*** DATASET RECORDS ***

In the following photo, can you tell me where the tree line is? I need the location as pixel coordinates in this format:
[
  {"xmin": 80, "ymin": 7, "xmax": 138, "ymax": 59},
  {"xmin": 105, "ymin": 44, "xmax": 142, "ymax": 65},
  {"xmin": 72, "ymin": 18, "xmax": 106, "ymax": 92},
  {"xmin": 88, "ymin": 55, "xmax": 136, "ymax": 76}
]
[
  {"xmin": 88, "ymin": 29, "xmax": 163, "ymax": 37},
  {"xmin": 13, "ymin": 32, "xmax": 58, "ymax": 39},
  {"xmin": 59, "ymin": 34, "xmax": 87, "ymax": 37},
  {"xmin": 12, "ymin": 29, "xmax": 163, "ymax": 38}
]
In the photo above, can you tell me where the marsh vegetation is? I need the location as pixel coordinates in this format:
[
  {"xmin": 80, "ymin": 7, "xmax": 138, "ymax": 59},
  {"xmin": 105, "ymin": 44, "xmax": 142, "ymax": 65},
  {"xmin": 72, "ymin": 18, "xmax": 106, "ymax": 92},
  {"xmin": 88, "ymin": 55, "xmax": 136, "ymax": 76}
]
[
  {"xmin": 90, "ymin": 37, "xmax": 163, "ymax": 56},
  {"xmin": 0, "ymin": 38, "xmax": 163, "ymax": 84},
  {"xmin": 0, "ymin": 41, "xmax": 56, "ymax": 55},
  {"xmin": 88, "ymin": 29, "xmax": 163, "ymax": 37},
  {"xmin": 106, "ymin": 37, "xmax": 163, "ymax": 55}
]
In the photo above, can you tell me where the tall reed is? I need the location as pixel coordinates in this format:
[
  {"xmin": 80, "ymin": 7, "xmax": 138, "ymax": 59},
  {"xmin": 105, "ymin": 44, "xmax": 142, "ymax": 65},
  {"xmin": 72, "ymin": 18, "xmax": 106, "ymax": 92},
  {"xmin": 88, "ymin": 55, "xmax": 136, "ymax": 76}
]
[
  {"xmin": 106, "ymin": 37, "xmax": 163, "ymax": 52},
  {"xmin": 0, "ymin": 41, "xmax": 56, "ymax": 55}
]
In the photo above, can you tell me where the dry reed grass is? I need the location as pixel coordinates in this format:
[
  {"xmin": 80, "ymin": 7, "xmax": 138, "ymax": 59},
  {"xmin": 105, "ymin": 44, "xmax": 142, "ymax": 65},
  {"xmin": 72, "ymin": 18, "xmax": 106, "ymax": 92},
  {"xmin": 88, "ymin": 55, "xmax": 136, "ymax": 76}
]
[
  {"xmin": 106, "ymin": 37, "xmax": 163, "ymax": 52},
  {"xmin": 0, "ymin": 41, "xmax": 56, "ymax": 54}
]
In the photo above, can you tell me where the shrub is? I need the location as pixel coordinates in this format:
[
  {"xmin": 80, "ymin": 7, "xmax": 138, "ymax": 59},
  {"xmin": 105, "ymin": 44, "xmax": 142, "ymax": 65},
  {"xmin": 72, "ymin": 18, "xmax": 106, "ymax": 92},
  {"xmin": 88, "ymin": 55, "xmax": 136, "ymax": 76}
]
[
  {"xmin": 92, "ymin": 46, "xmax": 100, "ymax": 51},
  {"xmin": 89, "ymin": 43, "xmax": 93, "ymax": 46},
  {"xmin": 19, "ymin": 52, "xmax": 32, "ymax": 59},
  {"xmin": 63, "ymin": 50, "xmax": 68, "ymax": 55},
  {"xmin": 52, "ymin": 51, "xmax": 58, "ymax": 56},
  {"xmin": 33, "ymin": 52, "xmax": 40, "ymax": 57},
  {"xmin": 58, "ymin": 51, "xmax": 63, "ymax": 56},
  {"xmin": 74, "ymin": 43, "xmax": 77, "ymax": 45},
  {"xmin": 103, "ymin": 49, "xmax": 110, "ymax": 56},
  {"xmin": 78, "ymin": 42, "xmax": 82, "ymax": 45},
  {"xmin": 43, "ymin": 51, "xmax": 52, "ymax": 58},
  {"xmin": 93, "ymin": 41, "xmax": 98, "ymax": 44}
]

***

### EXERCISE DIRECTIONS
Word for word, return each of the entries shown above.

### SOLVED EXERCISE
In the following photo, can you tell me where the tree line is? I need the location as pixel coordinates in this format:
[
  {"xmin": 80, "ymin": 7, "xmax": 138, "ymax": 59},
  {"xmin": 105, "ymin": 44, "xmax": 142, "ymax": 65},
  {"xmin": 72, "ymin": 18, "xmax": 106, "ymax": 92},
  {"xmin": 88, "ymin": 55, "xmax": 136, "ymax": 76}
]
[
  {"xmin": 88, "ymin": 29, "xmax": 163, "ymax": 37},
  {"xmin": 13, "ymin": 32, "xmax": 58, "ymax": 39},
  {"xmin": 59, "ymin": 34, "xmax": 87, "ymax": 37},
  {"xmin": 12, "ymin": 29, "xmax": 163, "ymax": 38}
]
In the photo above, can you tell me where the marsh vegetation is? I need the location as pixel coordinates in this format:
[
  {"xmin": 80, "ymin": 7, "xmax": 138, "ymax": 59},
  {"xmin": 105, "ymin": 44, "xmax": 142, "ymax": 65},
  {"xmin": 72, "ymin": 18, "xmax": 106, "ymax": 92},
  {"xmin": 88, "ymin": 55, "xmax": 136, "ymax": 76}
]
[
  {"xmin": 90, "ymin": 37, "xmax": 163, "ymax": 56},
  {"xmin": 0, "ymin": 38, "xmax": 163, "ymax": 84},
  {"xmin": 0, "ymin": 41, "xmax": 56, "ymax": 55},
  {"xmin": 88, "ymin": 29, "xmax": 163, "ymax": 37},
  {"xmin": 106, "ymin": 37, "xmax": 163, "ymax": 55}
]
In the photo above, can you tell me where the tall reed is? I need the location as pixel coordinates in this format:
[
  {"xmin": 80, "ymin": 7, "xmax": 138, "ymax": 59},
  {"xmin": 105, "ymin": 44, "xmax": 142, "ymax": 65},
  {"xmin": 72, "ymin": 18, "xmax": 106, "ymax": 92},
  {"xmin": 88, "ymin": 55, "xmax": 136, "ymax": 76}
]
[
  {"xmin": 106, "ymin": 37, "xmax": 163, "ymax": 52},
  {"xmin": 0, "ymin": 41, "xmax": 56, "ymax": 55}
]
In the photo above, can you tell me where the dry reed grass is? I need the location as pixel coordinates in this format:
[
  {"xmin": 80, "ymin": 7, "xmax": 138, "ymax": 59},
  {"xmin": 105, "ymin": 44, "xmax": 142, "ymax": 65},
  {"xmin": 72, "ymin": 18, "xmax": 106, "ymax": 92},
  {"xmin": 88, "ymin": 55, "xmax": 136, "ymax": 76}
]
[
  {"xmin": 106, "ymin": 37, "xmax": 163, "ymax": 52},
  {"xmin": 0, "ymin": 41, "xmax": 56, "ymax": 54}
]
In the photo above, can you tell me where the shrub is? I need the location as pixel coordinates in this format:
[
  {"xmin": 80, "ymin": 7, "xmax": 138, "ymax": 59},
  {"xmin": 105, "ymin": 44, "xmax": 142, "ymax": 65},
  {"xmin": 72, "ymin": 18, "xmax": 106, "ymax": 92},
  {"xmin": 88, "ymin": 55, "xmax": 136, "ymax": 76}
]
[
  {"xmin": 92, "ymin": 46, "xmax": 100, "ymax": 51},
  {"xmin": 89, "ymin": 43, "xmax": 93, "ymax": 46},
  {"xmin": 19, "ymin": 52, "xmax": 32, "ymax": 59},
  {"xmin": 63, "ymin": 50, "xmax": 68, "ymax": 55},
  {"xmin": 52, "ymin": 51, "xmax": 58, "ymax": 56},
  {"xmin": 33, "ymin": 52, "xmax": 40, "ymax": 57},
  {"xmin": 58, "ymin": 51, "xmax": 63, "ymax": 56},
  {"xmin": 74, "ymin": 43, "xmax": 77, "ymax": 45},
  {"xmin": 103, "ymin": 49, "xmax": 110, "ymax": 56},
  {"xmin": 78, "ymin": 42, "xmax": 82, "ymax": 45},
  {"xmin": 43, "ymin": 51, "xmax": 52, "ymax": 58},
  {"xmin": 93, "ymin": 41, "xmax": 98, "ymax": 44}
]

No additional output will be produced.